• **Records to use**:

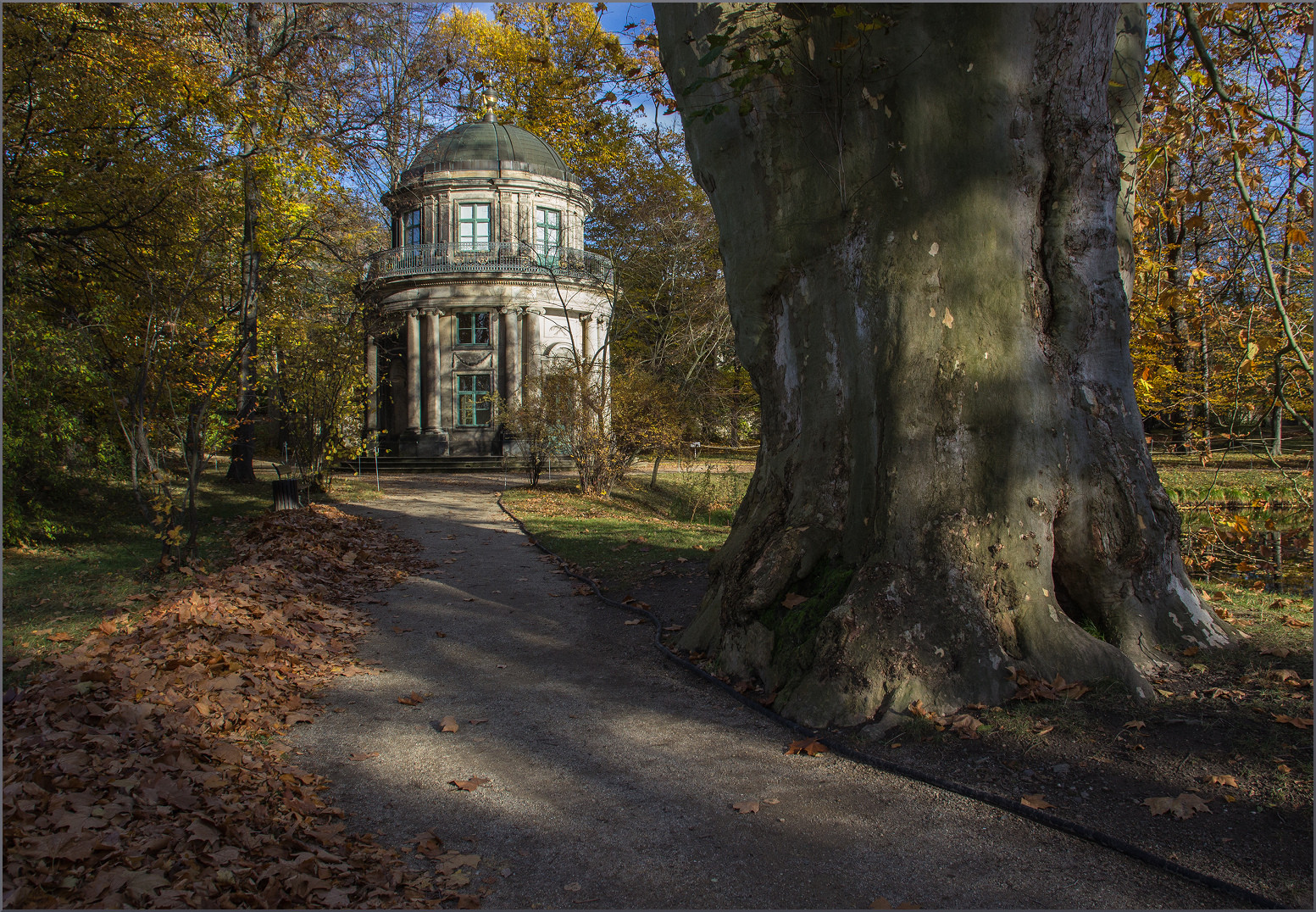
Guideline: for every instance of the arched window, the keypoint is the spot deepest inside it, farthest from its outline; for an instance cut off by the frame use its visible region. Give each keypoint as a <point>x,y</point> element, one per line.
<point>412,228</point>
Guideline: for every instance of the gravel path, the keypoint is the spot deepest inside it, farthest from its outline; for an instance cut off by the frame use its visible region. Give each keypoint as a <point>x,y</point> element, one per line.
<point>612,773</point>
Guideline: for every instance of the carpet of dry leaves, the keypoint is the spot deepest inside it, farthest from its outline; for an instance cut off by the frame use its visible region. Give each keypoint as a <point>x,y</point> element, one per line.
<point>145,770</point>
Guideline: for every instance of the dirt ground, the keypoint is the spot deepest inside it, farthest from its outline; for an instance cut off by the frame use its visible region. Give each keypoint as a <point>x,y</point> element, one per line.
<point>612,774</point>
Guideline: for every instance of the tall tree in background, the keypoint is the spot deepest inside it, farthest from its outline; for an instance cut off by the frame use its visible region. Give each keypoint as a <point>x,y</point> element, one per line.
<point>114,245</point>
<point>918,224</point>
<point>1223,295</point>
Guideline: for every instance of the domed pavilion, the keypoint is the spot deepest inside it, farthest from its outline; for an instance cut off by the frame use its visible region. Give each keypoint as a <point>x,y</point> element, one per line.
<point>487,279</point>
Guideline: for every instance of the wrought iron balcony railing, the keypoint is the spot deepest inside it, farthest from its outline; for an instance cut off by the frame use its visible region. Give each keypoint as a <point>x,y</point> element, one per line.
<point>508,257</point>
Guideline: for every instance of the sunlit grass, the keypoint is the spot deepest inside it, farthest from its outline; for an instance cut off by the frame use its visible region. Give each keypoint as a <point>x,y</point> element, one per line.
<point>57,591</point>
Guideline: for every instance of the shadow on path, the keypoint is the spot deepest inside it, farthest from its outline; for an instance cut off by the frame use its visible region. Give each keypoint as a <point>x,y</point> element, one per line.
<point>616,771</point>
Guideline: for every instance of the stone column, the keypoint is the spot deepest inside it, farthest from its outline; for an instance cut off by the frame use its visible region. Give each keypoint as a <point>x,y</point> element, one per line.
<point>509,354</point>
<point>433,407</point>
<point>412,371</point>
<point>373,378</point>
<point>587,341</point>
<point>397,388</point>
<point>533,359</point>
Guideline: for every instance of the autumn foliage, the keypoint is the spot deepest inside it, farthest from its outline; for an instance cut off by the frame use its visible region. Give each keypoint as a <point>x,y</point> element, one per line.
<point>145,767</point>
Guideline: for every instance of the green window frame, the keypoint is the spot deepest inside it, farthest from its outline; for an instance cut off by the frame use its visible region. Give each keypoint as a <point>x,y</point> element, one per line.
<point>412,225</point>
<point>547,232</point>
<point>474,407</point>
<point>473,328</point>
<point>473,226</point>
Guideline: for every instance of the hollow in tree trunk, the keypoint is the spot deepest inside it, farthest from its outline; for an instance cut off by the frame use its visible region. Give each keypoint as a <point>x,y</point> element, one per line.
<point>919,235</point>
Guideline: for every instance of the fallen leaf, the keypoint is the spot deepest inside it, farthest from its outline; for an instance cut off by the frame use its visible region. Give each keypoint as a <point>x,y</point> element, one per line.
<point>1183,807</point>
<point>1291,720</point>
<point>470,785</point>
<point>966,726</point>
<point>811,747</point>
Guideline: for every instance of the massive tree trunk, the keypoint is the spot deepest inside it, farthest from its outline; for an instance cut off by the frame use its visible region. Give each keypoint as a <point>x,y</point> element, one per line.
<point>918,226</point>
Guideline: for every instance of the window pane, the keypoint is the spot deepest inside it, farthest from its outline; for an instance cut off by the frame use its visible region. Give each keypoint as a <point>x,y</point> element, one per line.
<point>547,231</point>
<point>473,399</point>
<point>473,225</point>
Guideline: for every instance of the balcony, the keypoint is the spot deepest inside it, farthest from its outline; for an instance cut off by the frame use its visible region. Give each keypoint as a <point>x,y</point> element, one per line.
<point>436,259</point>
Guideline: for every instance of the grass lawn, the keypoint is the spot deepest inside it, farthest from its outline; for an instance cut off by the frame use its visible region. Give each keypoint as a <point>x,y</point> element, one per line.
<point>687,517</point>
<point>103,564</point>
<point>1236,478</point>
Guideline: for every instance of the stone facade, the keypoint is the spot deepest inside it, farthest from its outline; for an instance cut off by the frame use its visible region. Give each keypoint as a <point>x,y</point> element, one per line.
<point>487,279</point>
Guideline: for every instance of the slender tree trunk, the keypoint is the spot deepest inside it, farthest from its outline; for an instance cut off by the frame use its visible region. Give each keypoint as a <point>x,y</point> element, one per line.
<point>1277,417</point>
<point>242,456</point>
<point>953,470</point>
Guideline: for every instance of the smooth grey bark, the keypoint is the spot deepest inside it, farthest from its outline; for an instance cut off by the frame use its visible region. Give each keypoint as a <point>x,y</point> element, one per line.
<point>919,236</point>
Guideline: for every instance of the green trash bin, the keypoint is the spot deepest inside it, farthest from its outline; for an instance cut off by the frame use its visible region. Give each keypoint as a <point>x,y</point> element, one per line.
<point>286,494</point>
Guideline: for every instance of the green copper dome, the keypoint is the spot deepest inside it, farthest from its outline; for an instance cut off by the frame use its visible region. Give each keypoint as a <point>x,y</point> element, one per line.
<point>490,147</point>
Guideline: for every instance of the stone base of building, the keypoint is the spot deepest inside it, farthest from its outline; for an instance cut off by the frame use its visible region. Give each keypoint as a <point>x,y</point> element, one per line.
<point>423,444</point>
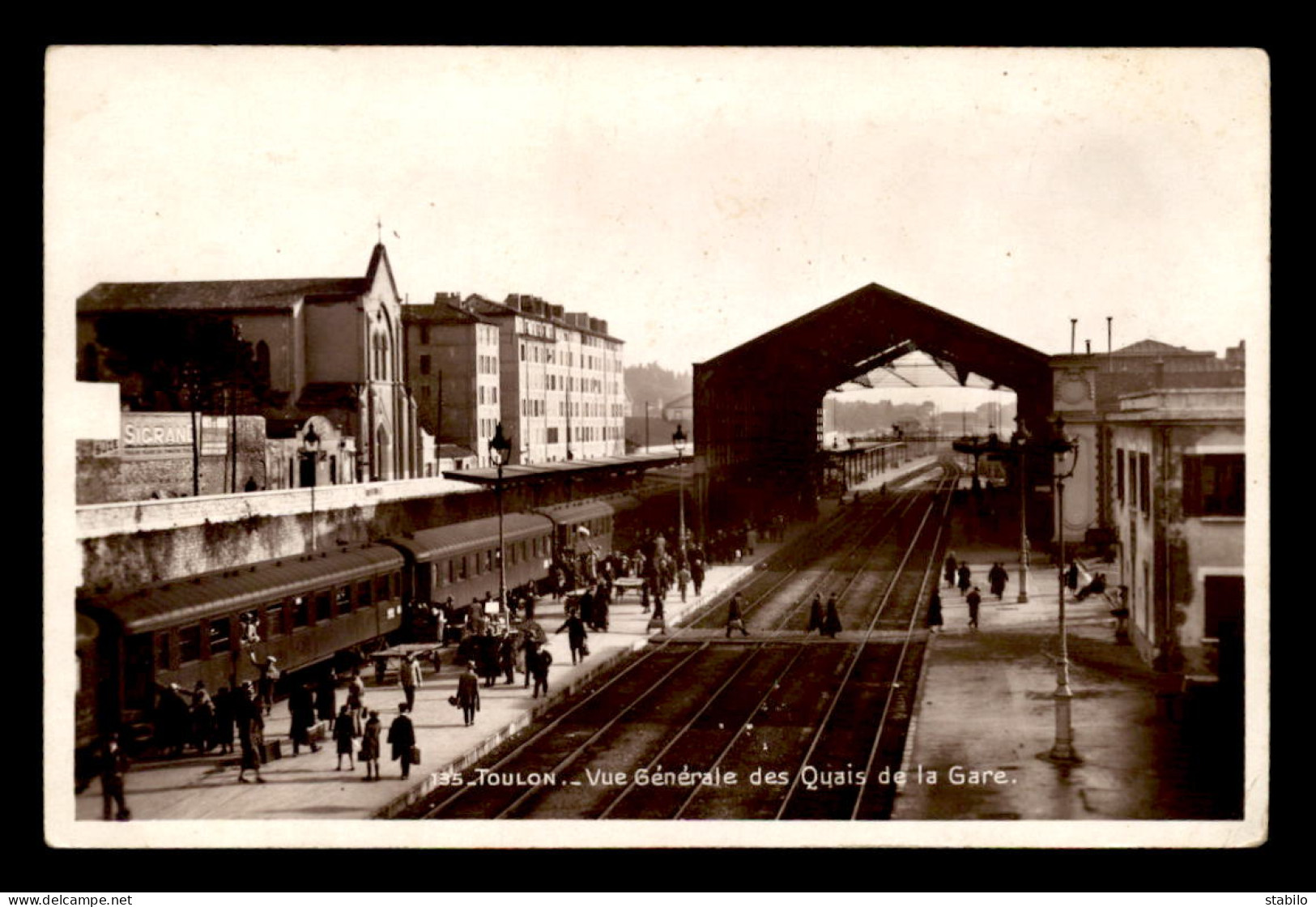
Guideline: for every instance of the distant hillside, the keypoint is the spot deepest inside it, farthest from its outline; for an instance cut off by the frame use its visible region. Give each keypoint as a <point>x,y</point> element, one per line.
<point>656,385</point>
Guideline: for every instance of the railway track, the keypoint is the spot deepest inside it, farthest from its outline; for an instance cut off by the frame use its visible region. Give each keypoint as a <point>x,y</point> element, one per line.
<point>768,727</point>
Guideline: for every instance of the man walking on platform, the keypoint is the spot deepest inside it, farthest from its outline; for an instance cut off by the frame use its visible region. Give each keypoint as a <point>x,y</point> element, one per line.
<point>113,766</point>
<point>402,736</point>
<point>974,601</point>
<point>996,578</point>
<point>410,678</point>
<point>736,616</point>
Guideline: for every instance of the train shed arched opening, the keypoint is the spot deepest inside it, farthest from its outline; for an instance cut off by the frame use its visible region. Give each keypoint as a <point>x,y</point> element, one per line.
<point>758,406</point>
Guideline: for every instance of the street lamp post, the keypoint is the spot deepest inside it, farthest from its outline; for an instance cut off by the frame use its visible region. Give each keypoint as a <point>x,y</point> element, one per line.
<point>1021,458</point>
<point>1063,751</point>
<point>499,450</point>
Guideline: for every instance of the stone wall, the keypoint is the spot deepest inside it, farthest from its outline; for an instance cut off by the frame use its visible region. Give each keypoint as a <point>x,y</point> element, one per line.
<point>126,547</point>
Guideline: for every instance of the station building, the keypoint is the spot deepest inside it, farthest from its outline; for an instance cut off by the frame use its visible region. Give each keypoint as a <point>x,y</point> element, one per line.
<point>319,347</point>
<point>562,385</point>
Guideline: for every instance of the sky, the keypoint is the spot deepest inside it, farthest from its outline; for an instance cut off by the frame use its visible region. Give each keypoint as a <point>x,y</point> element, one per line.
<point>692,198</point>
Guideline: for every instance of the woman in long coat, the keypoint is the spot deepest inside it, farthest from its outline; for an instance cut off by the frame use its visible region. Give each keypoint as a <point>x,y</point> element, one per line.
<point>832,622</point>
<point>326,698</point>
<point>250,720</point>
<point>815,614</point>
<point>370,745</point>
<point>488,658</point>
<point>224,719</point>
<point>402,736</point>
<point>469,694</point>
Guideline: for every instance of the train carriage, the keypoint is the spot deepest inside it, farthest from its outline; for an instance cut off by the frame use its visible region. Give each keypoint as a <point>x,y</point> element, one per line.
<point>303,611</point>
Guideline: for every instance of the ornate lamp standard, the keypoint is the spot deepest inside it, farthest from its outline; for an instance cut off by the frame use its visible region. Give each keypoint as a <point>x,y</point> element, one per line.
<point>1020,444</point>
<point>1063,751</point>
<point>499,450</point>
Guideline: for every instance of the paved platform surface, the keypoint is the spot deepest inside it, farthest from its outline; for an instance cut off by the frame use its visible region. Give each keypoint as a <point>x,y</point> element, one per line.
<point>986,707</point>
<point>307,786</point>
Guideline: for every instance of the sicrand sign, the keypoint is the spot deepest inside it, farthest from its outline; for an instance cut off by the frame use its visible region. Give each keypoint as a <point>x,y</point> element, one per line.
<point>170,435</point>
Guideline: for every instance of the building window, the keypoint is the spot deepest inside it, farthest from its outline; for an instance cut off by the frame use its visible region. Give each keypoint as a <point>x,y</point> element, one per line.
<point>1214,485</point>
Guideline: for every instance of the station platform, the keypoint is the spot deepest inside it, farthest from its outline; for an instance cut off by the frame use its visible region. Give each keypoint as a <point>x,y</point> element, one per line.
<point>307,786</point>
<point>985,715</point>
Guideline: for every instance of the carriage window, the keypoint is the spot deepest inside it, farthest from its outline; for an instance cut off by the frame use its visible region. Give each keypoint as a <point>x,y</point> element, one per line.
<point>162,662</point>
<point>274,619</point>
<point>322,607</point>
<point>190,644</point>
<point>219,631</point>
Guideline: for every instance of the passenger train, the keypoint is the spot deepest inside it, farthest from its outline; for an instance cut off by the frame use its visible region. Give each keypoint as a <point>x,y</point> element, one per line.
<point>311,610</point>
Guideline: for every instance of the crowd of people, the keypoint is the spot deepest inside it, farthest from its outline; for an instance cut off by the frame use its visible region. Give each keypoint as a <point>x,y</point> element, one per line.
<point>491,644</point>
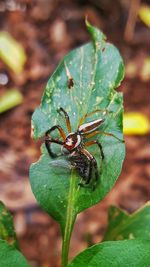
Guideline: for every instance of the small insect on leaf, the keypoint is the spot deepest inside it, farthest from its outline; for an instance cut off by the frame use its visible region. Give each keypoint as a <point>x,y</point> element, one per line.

• **Directions**:
Convert the data from its beginning through the line containing "<point>412,228</point>", inclusive, into a numbered list with blank lines omitted. Leave the pictures out of your answer.

• **The solution**:
1. Guideline: for every instance of the arched window, the keypoint is the spot deepest inside it, farthest from its outline; for an instance cut off by the frame use its visible region. Give each keypoint as a <point>x,y</point> element, one per line.
2. <point>412,228</point>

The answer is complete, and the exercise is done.